Your instructions
Print all the data, keeping every line exactly as it is.

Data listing
:::::
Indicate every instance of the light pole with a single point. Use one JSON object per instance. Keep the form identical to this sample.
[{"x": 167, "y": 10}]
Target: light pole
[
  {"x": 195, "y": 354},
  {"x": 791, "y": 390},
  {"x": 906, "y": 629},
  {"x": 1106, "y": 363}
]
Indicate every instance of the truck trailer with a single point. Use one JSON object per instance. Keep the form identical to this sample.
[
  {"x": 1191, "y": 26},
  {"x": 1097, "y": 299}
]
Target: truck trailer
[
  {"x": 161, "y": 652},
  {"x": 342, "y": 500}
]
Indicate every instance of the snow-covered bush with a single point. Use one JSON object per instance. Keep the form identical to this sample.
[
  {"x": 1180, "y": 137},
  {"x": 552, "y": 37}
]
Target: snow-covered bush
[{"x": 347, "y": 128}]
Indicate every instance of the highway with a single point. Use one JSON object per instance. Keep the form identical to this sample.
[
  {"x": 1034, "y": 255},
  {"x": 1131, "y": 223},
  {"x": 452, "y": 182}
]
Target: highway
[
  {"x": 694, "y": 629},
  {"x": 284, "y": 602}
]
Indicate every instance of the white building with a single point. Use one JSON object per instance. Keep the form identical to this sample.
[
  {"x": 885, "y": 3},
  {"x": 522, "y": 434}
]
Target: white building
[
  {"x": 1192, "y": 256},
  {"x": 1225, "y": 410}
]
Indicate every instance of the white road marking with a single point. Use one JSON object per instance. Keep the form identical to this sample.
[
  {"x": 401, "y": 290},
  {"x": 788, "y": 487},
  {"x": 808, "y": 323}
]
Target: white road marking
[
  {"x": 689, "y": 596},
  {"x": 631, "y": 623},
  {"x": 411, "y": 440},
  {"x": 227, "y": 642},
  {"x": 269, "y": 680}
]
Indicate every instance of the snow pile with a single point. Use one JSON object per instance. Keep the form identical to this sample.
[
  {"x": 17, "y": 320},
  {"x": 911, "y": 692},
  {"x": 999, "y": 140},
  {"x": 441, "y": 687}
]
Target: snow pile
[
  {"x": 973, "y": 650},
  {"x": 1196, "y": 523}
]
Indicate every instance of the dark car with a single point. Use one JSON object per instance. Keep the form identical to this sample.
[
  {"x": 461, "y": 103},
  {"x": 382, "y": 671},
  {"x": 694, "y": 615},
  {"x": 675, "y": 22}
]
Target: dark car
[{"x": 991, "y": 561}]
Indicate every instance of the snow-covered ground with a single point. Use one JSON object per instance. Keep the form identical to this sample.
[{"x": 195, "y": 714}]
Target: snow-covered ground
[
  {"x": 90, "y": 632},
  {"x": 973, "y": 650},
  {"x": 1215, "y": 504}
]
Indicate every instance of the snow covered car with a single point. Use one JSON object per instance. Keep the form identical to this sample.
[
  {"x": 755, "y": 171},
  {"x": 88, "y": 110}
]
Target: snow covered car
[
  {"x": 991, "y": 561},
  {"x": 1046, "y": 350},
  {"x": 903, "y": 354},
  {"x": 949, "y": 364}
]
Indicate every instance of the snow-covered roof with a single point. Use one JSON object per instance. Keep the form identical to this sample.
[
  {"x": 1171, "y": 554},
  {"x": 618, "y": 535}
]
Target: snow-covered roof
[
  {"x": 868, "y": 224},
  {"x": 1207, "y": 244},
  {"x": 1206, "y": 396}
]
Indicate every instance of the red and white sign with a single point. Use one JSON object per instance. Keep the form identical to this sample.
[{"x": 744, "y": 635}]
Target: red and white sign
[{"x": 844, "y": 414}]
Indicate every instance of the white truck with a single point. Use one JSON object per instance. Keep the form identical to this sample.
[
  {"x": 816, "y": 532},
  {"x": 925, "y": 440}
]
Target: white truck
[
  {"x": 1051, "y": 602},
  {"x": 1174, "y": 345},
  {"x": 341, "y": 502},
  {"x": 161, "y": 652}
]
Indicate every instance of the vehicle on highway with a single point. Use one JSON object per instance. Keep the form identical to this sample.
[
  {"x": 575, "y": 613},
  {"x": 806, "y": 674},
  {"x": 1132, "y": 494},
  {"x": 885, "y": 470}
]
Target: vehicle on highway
:::::
Complete response
Indicate every instance of the light pole with a single point. Use one JSON object per instance. Keep the form identical to this sample.
[{"x": 167, "y": 10}]
Target: light pole
[
  {"x": 195, "y": 354},
  {"x": 791, "y": 390},
  {"x": 906, "y": 629},
  {"x": 1106, "y": 363}
]
Indicate every instance of the truck trailer with a single point. Use one JSON object per instance. Keep the form identical to this sample.
[
  {"x": 1191, "y": 26},
  {"x": 1097, "y": 299}
]
Target: truck trailer
[
  {"x": 161, "y": 652},
  {"x": 342, "y": 500}
]
Indicate every instance of the snow-covered bush with a single point. Use one JSON object per instance. Keep the form identical to this sample.
[
  {"x": 1180, "y": 137},
  {"x": 552, "y": 37}
]
Target: snow-covered bush
[{"x": 347, "y": 128}]
Indicate every instance of the highway with a single point. Use one JSON object per instance. Keep the form identical to this sample.
[
  {"x": 1034, "y": 255},
  {"x": 1131, "y": 223},
  {"x": 452, "y": 182}
]
Target: highway
[
  {"x": 694, "y": 629},
  {"x": 284, "y": 602}
]
Indicate every instance of the white building with a single point. Use one JSON object per instance. Keep the form identical to this sample.
[
  {"x": 885, "y": 3},
  {"x": 522, "y": 434}
]
Target: white building
[
  {"x": 1192, "y": 256},
  {"x": 1225, "y": 410}
]
Indicate every instance of the white road marking with a single point. Use one JSON object per instance. Keep the form identical to this sample.
[
  {"x": 401, "y": 290},
  {"x": 788, "y": 487},
  {"x": 808, "y": 323}
]
Target: white road marking
[
  {"x": 689, "y": 596},
  {"x": 631, "y": 623},
  {"x": 411, "y": 440},
  {"x": 227, "y": 642},
  {"x": 269, "y": 680}
]
Indicate every instance of the snow pile with a single point. Use one JSON object per instance. Keep the form identical to this sample.
[
  {"x": 17, "y": 320},
  {"x": 911, "y": 692},
  {"x": 999, "y": 140},
  {"x": 441, "y": 687}
]
Target: snow pile
[
  {"x": 973, "y": 650},
  {"x": 1196, "y": 523}
]
Indicate every instance of the dark car with a single point. Use one JSON object per instance. Keep the form identical to this sample.
[
  {"x": 461, "y": 103},
  {"x": 382, "y": 671},
  {"x": 694, "y": 615},
  {"x": 675, "y": 22}
]
Target: dark car
[{"x": 991, "y": 561}]
Indicate every instance of the snow-covered ground with a single point. Use one JSON object per instance. Keep the form identical to this sample.
[{"x": 195, "y": 714}]
Target: snow-covered ground
[
  {"x": 90, "y": 632},
  {"x": 973, "y": 650},
  {"x": 1215, "y": 504}
]
Indicate every instance of the snow covered car with a single point. Use one JSON object per instance. Keep the form identical to this sample.
[
  {"x": 755, "y": 171},
  {"x": 88, "y": 110}
]
Target: snow covered car
[
  {"x": 991, "y": 561},
  {"x": 1046, "y": 350},
  {"x": 903, "y": 354},
  {"x": 949, "y": 364}
]
Indicate every instance of the snow-covered roof with a single point. Use one JSON object per instance. Keep the form identical to this sample.
[
  {"x": 1171, "y": 554},
  {"x": 618, "y": 535}
]
Target: snow-covered roof
[
  {"x": 868, "y": 224},
  {"x": 1207, "y": 244},
  {"x": 1206, "y": 396}
]
Indicate every instance of the red and white sign with a single point. Use one JSON object per instance. Keep the form identical to this sample.
[{"x": 744, "y": 635}]
Target: red and white sign
[{"x": 844, "y": 414}]
Indicate every instance of the white truck with a single point. Use one JSON object per instance. Keep the form identical to this sample.
[
  {"x": 816, "y": 532},
  {"x": 925, "y": 440}
]
Target: white truck
[
  {"x": 1051, "y": 602},
  {"x": 1174, "y": 345},
  {"x": 341, "y": 502},
  {"x": 161, "y": 652}
]
Indicate every instance of the vehicle on highway with a single point. Use one JSON object per instance. Keep the form identical to this sample.
[
  {"x": 575, "y": 613},
  {"x": 806, "y": 674},
  {"x": 1132, "y": 494},
  {"x": 885, "y": 470}
]
Target: vehicle on highway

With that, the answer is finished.